# mid north coasters..... anything doing this sunday 15th?



## crazyratwoman (Feb 26, 2007)

cos i'm keen!


----------



## Dan A (Aug 29, 2005)

I'm not doing anything yet, butt coffs is a little far to drive


----------



## sulo (Apr 9, 2007)

Yeah possibly luvvy,but have to be earlier rather than later as I've gotta go up to Grafton to pick up my bike about 3ish.The earlier depends on if I'm doing a little job that I'm hoping to finish today.I'll keep u posted.


----------



## crazyratwoman (Feb 26, 2007)

Luvvy, won't be too early cos i'm on lock up tonight at work (finish 12.30am).... have to find somewhere outta the wind too, its blowin like a mofo here today!


----------



## woopie (Mar 18, 2007)

Hello everyone Hows Redrock creek sound say about 11 am at the boat ramp Crissy ,Tim and wal and bill and myself are all going to meet up there at 11 am Hope to see u all there
Doug


----------



## crazyratwoman (Feb 26, 2007)

how far north of coffs doug? and how do u get there?


----------



## woopie (Mar 18, 2007)

HI Crazy well its 25km Coffs to Woolgoolga to Red rock another 10 km to turn off at Corindi on the Highway then about 5 km to Red rock 
Thanx Doug


----------



## sulo (Apr 9, 2007)

Sorry superfriends,no fishing for me again this weekend.I've got domestics to do then finish off a little landscaping job later on.Damn,2 weekends in a row with no fishing.Maybe next week.


----------

### SET EXERCISE
Reproduce the fishing thread above word for word, from "## Dan A (Aug" to "keep u posted.".

### SUPPLIED DATA
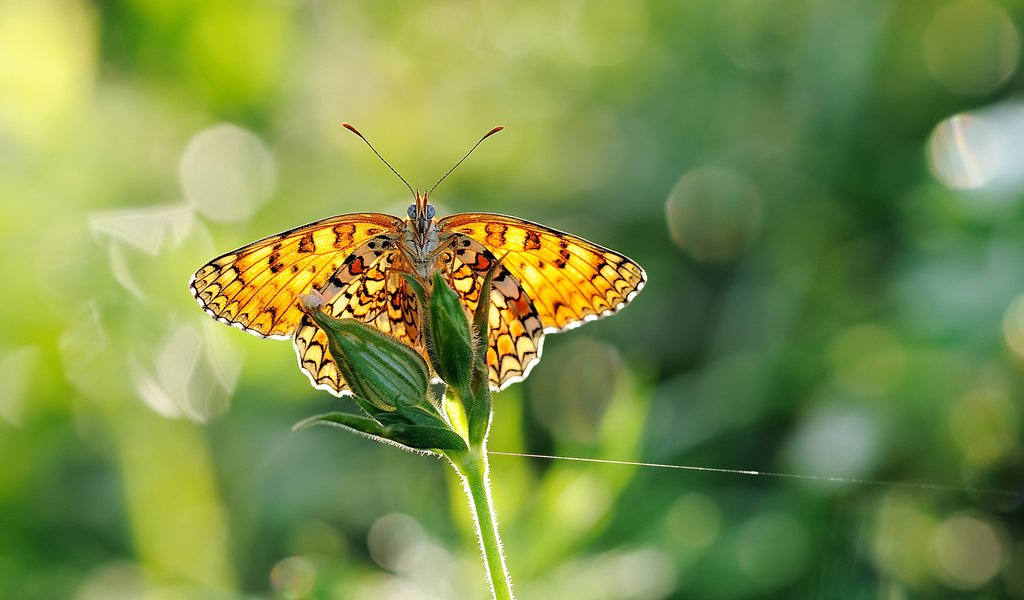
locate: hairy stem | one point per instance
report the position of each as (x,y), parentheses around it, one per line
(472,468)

--

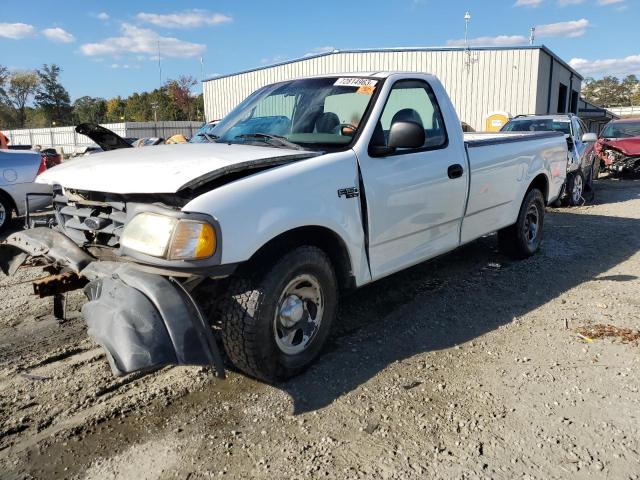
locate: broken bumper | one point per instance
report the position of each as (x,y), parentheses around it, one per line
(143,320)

### TASK OUTPUT
## Dan A (Aug 29, 2005)

I'm not doing anything yet, butt coffs is a little far to drive


----------



## sulo (Apr 9, 2007)

Yeah possibly luvvy,but have to be earlier rather than later as I've gotta go up to Grafton to pick up my bike about 3ish.The earlier depends on if I'm doing a little job that I'm hoping to finish today.I'll keep u posted.